# Looking for legit source and anything that would be same results as the original Beastdrol



## bweaver1068 (Jul 31, 2016)

*Looking for legit source and anything that would be same results as the original Beastdrol*

Hey guys , I'm new here....I've been researching where to order some good gear from but can't seem to find any legit source. I have never ordered anything online so I'm kind hesitant to pull the trigger. The only thing I've really used was the original beastdrol by mr supps (actually a pro hormone) when it was still legal. Ever since then, about 3 years ago, I haven't found anything close to that. I was in the best shape I've ever been on when I took that. Trying to get back into the game again and get big and cut up. If anyone can tell me where to get something like it or where to get any legit good gear please let me know or PM me too. Thanks


----------



## Bro Bundy (Jul 31, 2016)

Im glad you took the time to read the rules..


----------



## PillarofBalance (Jul 31, 2016)

Asking for pm from strangers is a really great way to get scammed.  But hey its your money


----------



## bweaver1068 (Jul 31, 2016)

I just realized the rules...first rule of fight club.....sorry guys, I'll be a bit smarter smh


----------



## Bro Bundy (Jul 31, 2016)

bweaver1068 said:


> I just realized the rules...first rule of fight club.....sorry guys, I'll be a bit smarter smh



no one with a good quality source is just gonna give it up like that...You need to put your time in to find something worth a shit


----------



## Grinch (Jul 31, 2016)

You should heed the advice from the vets. Sticking around the forum and exploring you'll find an endless plethora of information and gay/homophobic jokes. Besides, all you have is time. If you take pride in taking care of yourself then the forum has endless benefits but if you're just looking to score, you're at the wrong place. There are threads I dug up from years ago that I've already incorporated into my diet, routine, and everyday lifestyle. And most of the dudes here are pretty solid. Won't steer you wrong unless you're a dumbass.


----------



## bweaver1068 (Jul 31, 2016)

Thanks man..I see you've been around here and I am sure you know your shit. Any other help you can give, I'm all ears


----------



## DreamChaser (Jul 31, 2016)

What's beastdrol


----------



## Ryand (Aug 1, 2016)

I hear he is a 42 year old geologist from South Park Colorado. But that's mostly hearsay.


----------

= = = = = = =

(Short task 1) Summarize the forum thread in two sentences.
The rows that follow are separate material with no connection to the forum thread above.

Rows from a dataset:
= = = = = = =

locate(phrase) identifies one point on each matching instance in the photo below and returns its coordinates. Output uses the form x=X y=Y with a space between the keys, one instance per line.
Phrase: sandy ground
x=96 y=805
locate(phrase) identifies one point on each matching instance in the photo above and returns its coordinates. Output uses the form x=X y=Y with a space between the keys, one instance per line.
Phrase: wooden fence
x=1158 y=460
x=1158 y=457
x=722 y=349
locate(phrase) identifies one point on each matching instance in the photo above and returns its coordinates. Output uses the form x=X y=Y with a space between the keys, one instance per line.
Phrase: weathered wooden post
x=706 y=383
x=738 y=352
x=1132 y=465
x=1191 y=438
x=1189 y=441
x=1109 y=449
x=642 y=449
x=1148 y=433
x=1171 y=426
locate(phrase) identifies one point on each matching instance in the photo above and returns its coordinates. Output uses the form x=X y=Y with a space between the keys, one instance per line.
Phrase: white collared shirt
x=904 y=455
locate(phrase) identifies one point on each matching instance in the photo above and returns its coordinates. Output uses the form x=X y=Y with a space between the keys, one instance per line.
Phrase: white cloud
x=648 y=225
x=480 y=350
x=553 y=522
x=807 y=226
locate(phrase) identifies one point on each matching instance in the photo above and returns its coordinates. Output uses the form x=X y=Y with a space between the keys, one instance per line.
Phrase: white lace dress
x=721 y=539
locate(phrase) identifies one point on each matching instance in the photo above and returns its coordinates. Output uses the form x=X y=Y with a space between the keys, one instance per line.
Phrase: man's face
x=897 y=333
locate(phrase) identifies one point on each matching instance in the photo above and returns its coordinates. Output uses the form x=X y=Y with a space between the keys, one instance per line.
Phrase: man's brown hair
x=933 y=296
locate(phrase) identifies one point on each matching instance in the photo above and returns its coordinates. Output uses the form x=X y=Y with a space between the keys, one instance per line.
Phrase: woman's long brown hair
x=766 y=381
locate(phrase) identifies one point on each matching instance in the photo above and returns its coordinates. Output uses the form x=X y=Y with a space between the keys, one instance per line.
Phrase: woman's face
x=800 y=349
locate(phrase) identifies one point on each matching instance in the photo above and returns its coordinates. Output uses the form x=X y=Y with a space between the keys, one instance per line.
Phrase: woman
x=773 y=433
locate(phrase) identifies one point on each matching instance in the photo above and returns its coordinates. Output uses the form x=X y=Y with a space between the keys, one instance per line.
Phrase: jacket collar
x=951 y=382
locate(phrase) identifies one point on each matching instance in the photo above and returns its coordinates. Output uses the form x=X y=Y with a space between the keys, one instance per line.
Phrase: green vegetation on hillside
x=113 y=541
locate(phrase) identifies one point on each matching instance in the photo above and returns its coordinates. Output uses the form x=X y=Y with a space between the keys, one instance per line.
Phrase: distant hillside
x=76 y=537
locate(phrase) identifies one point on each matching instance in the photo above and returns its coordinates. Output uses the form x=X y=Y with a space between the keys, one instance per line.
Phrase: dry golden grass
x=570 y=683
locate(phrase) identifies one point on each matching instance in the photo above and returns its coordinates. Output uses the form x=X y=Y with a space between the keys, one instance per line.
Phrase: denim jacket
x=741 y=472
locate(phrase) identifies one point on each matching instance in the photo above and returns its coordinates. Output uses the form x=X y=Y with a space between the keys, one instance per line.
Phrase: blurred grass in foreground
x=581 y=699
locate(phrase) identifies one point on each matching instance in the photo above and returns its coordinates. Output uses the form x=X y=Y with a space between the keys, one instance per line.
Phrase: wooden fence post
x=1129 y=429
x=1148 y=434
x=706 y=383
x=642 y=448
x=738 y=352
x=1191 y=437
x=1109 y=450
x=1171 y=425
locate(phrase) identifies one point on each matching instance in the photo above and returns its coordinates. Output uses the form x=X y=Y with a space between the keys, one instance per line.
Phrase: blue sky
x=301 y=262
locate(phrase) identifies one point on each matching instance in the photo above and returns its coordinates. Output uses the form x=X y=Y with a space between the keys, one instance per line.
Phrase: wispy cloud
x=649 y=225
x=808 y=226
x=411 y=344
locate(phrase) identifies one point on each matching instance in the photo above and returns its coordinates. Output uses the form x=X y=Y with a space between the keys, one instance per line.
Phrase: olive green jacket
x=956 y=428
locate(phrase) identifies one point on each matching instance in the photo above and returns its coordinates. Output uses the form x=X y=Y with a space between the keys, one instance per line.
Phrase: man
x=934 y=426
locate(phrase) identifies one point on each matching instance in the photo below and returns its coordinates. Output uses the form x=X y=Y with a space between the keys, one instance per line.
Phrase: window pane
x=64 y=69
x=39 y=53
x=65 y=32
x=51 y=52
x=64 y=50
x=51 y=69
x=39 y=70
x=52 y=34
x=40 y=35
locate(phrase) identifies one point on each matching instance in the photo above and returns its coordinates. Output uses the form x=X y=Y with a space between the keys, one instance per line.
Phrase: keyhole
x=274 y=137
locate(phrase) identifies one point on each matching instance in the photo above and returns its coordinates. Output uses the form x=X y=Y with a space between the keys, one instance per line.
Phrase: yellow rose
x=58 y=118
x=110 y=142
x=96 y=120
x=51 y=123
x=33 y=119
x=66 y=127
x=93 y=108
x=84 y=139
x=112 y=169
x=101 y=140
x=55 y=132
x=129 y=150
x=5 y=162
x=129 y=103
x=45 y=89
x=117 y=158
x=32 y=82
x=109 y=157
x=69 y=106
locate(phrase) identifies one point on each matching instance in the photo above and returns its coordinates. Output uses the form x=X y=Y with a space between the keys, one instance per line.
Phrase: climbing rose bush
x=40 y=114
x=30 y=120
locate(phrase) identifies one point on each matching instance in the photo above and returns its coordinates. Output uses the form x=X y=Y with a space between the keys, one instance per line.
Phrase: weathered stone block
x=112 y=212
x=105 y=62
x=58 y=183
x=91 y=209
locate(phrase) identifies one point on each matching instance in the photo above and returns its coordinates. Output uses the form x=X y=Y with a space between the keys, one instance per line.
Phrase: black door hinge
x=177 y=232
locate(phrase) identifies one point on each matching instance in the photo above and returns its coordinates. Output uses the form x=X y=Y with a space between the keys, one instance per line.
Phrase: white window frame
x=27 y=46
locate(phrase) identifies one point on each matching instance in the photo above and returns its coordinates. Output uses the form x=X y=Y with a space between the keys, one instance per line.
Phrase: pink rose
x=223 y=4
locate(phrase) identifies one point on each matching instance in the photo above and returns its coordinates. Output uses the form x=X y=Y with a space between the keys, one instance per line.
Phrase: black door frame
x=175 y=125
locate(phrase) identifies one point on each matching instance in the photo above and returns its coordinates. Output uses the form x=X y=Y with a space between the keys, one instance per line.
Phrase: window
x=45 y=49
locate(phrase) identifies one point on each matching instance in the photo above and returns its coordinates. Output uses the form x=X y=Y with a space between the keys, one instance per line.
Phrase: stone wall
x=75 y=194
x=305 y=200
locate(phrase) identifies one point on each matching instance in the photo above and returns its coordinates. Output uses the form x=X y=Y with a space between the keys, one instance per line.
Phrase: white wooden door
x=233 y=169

= = = = = = =

(Short task 2) Retype the rows starting at their first line and stopping after the line that contains "x=722 y=349", with that last line included.

(Reply 1) A new member asks where to find a legit source for gear or anything that would give the same results as the original Beastdrol, a prohormone by Mr Supps used about three years earlier while it was still legal. Other members warn that asking strangers for PMs is a great way to get scammed and that nobody with a good source will give it up easily, and they advise spending time on the forum and heeding the vets.

(Reply 2)
locate(phrase) identifies one point on each matching instance in the photo below and returns its coordinates. Output uses the form x=X y=Y with a space between the keys, one instance per line.
Phrase: sandy ground
x=96 y=805
locate(phrase) identifies one point on each matching instance in the photo above and returns its coordinates. Output uses the form x=X y=Y with a space between the keys, one instance per line.
Phrase: wooden fence
x=1158 y=460
x=1158 y=457
x=722 y=349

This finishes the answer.